_Text under study_.
[Start of Attachment]

Given that the wall of private debt and equity capital that has been actively funding companies for years doesn’t look like it’s about to disappear any time soon, I do wonder how long those indefatigable proponents of a former status quo will continue to bang the drum.

Funding in that phase before private companies were considered to be mature enough to access public capital markets used to be referred to as the pre-IPO phase. That description is less and less useful ( or rather pointless, in fact ) as companies can, do and will stay private for longer. Private companies and investors can access reasonable price discovery, while the attraction of going public, with all of its onerous public disclosure and other regulatory and stock exchange requirements, just doesn’t have the allure it once did.

Sales, trading-to-underwriting multiple balloons

Global ECM volumes fell 5% to a two-year low of a little over US$142 billion in the first quarter of 2025 year over year and were down 26% quarter on quarter, according to LSEG Deals Intelligence. Asia-Pacific took the biggest regional share of that total. Beneath that aggregate number, global IPO proceeds were US$26 billion. US$26 billion. Globally. And even that insignificant amount was 17% higher year over year.

Underwriting market share is highly concentrated, as I mentioned. The top five underwriters have a 31.8% combined market share. The fifth-ranked firm has a market share of just 4.1%. The aggregate market share of firms ranked 20 to 25 is just 3%. Remember all the hoohah when HSBC opted to exit ECMs in Europe and the US to focus on the Middle East and Asia? You have to wonder what on earth those barely eking out a living if at all think they are gaining by maintaining a presence.

Keeping those league table numbers in mind and looking at the Q1 earnings numbers of the US Big 5 ( Goldman Sachs, Morgan Stanley, JP Morgan, Bank of America and Citigroup ), aggregate equity underwriting revenues were US$1.24 billion. While Goldman’s US$370 million share of that was unchanged from the year-ago number and JP Morgan kept it just about respectable at -9%, Morgan Stanley and Citi both suffered 26% net revenue reversals while Bank of America posted a 34% decline.

Contrast that with equity sales and trading net revenues. These amounted to US$15.83 billion for the US Big 5. That’s pushing towards a 13x multiple of underwriting. Q1 year-on-year performance here showed +48% for JPM, +45% for Morgan Stanley, +27% for GS, +23% for Citi, and+17% for BofA. Goldman, Morgan Stanley and BofA’s number were the firms’ all-time records.

Yes, of course, volatility is the trader’s friend just as uncertainty is the corporate owner and investor’s enemy. So, it doesn’t take much cleverness or creativity to predict that Q2 will see bumper sales and trading revenues or that no one will really want to list a business or buy into one at a time of great uncertainty.

Sustained divergence

While there isn’t always the same degree of divergence between underwriting and broking/trading in normal times, a clear divergence has emerged, and it looks like a sustained one. To track the divergence, I conducted a back-of-the-envelope analysis using the past 10 years of Goldman Sachs and Morgan Stanley’s equity underwriting and equity sales and trading revenues to come up with a reasonable proxy.

In the four full years 2016 to 2019, equity sales and trading net revenues averaged 5.8x equity underwriting net revenues. That halved to 2.88x in the go-go post-pandemic capital markets recovery years of 2020 and 2021. But since then, including the three full years 2022 to 2024 plus the first quarter of 2025, the equity trading-to-underwriting multiple has leaped to an average of 10.85x, peaking at 12.81x in 2022.

Numerically, in the 37 quarters between the first quarter of 2016 and the first quarter of 2025, Goldman Sachs and Morgan Stanley’s aggregate equity underwriting net revenues amounted to US$34.7 billion while aggregate equity sales and trading net revenues for the same period were US$181.1 billion.

Second-quarter numbers will likely show an expansion of the underwriting/trading gap. Time to map out an underwriting exit route?

[End of Attachment]

_Supplied material_.
[Start of Attachment]

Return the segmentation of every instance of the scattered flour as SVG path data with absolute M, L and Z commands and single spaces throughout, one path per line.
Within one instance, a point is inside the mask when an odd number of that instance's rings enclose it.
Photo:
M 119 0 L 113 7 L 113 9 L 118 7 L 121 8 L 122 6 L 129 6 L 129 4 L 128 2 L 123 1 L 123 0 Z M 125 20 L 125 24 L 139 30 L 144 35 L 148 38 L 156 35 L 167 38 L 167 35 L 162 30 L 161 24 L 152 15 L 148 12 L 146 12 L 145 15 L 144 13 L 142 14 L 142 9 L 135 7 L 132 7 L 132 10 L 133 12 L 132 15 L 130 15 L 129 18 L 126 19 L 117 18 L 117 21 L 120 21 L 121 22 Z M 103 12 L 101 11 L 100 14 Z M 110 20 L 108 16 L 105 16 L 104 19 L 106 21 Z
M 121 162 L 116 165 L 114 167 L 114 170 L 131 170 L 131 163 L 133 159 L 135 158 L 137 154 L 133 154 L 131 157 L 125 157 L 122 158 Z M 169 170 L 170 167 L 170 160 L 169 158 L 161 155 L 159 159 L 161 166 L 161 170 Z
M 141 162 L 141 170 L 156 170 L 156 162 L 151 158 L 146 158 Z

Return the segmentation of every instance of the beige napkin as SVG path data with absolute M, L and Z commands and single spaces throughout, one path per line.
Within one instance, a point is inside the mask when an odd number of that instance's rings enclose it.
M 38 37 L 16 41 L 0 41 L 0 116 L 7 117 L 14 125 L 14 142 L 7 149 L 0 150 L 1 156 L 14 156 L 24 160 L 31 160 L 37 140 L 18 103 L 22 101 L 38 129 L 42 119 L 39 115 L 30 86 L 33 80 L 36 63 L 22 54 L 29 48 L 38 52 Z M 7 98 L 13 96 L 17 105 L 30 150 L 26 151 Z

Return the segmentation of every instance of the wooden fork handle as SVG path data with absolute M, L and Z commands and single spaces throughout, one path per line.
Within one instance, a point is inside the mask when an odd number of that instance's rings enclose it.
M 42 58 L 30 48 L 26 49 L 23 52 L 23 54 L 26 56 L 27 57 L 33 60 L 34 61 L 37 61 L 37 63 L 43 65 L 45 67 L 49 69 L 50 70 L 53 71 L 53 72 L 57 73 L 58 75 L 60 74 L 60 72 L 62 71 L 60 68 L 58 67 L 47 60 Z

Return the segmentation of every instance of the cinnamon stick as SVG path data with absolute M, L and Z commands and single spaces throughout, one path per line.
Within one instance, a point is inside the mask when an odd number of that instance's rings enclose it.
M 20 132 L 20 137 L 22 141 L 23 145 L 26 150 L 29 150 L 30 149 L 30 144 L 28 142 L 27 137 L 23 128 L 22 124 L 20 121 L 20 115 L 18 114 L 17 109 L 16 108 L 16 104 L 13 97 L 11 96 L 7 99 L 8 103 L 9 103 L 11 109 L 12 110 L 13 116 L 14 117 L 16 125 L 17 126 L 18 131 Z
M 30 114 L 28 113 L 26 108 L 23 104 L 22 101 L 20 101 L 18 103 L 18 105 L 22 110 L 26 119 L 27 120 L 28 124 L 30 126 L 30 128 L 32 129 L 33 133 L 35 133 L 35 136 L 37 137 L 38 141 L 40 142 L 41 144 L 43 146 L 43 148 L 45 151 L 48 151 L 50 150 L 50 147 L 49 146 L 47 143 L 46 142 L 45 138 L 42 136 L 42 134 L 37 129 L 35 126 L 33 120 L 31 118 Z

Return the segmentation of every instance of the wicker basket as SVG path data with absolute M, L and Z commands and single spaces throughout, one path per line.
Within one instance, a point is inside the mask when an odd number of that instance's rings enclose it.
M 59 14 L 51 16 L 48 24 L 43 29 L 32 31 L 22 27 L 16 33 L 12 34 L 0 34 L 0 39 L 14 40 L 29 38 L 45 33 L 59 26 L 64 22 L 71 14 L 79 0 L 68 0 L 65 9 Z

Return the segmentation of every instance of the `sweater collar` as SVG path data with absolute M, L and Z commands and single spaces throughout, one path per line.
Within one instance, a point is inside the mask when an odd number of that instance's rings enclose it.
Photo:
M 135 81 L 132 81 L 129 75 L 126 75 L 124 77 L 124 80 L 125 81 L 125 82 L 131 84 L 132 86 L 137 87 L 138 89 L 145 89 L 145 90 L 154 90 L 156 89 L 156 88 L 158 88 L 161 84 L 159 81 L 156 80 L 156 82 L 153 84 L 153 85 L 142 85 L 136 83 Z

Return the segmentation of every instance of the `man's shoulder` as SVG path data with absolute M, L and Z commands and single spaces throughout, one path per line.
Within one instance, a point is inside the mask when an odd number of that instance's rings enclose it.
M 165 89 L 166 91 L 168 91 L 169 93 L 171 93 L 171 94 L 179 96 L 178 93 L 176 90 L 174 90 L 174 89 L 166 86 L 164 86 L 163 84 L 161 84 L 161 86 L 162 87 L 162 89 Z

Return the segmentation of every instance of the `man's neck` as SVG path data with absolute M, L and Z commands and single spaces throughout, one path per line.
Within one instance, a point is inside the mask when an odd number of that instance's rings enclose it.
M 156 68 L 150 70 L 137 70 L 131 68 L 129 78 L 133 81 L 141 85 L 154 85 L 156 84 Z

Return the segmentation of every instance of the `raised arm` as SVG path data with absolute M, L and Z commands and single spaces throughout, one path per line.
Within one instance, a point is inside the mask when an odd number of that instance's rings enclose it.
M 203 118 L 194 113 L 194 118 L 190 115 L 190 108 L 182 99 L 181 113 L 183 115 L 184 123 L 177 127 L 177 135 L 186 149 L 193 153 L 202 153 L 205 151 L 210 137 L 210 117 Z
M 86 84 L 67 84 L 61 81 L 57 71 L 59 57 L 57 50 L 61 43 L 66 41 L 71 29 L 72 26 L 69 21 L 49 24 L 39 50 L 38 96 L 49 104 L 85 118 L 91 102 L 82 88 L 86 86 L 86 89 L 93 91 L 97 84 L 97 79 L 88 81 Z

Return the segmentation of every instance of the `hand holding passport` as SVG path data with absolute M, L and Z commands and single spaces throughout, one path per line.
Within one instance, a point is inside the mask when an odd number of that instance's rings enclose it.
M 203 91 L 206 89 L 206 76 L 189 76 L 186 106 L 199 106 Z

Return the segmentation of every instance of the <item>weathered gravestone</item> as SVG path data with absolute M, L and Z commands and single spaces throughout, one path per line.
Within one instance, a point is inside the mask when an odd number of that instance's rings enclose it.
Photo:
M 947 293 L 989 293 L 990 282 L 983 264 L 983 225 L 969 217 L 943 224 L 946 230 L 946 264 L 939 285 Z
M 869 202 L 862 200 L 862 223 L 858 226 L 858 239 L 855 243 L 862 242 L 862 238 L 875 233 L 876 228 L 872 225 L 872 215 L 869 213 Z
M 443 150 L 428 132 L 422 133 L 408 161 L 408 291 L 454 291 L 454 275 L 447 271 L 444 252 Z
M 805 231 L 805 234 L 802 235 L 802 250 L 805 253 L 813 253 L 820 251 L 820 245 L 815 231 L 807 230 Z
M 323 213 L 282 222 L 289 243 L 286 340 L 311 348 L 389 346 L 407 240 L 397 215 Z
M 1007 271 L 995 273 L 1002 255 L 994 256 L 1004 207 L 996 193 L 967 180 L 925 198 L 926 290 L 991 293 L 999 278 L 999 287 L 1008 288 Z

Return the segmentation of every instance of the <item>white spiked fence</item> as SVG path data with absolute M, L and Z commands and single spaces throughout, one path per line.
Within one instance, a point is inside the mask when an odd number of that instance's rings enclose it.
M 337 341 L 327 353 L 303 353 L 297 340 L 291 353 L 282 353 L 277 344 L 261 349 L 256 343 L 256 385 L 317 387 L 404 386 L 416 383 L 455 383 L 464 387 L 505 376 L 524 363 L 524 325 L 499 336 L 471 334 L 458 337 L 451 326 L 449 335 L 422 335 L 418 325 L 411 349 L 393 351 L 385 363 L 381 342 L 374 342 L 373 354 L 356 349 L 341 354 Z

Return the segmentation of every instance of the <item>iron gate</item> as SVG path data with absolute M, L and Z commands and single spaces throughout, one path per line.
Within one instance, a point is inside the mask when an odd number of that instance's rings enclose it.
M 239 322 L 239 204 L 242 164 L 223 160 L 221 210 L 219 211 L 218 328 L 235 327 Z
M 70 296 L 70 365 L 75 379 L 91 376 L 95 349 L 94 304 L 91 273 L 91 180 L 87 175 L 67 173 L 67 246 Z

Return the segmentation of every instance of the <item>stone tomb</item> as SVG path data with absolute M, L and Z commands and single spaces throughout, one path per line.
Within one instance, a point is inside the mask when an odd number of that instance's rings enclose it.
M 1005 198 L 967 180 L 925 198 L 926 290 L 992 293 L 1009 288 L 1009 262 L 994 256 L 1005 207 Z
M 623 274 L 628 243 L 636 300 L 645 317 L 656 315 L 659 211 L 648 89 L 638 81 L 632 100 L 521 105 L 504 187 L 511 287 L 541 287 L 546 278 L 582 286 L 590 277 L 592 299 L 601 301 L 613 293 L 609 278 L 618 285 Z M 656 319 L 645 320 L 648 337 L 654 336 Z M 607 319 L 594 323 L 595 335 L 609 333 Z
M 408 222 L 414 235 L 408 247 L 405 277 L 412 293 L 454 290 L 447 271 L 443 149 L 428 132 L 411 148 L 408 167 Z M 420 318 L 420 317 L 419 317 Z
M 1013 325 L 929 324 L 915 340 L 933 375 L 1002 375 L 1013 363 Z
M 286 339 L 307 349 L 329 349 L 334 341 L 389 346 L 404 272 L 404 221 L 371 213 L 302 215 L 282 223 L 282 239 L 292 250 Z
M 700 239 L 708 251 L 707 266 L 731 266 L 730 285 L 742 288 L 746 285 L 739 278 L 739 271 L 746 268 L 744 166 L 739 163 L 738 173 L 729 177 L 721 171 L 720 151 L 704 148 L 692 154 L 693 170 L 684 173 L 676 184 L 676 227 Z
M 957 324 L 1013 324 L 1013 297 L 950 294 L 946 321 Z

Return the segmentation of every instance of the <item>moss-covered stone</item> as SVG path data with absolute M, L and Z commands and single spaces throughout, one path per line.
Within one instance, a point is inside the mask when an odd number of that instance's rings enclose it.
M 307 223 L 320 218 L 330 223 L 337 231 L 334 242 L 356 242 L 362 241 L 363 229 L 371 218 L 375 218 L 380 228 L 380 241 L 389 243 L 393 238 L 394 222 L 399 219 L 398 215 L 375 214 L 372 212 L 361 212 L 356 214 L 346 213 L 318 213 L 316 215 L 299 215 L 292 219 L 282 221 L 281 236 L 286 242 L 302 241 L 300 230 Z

[End of Attachment]

_To do_.
1. According to the article on equity underwriting, how much did global IPO proceeds total in the first quarter of 2025?
2. Copy the article on equity underwriting word for word, from "Sustained divergence" up to and including "a reasonable proxy.".
The records aren't needed for this work.

_Numbered responses_.
1. US$26 billion.

2.
Sustained divergence

While there isn’t always the same degree of divergence between underwriting and broking/trading in normal times, a clear divergence has emerged, and it looks like a sustained one. To track the divergence, I conducted a back-of-the-envelope analysis using the past 10 years of Goldman Sachs and Morgan Stanley’s equity underwriting and equity sales and trading revenues to come up with a reasonable proxy.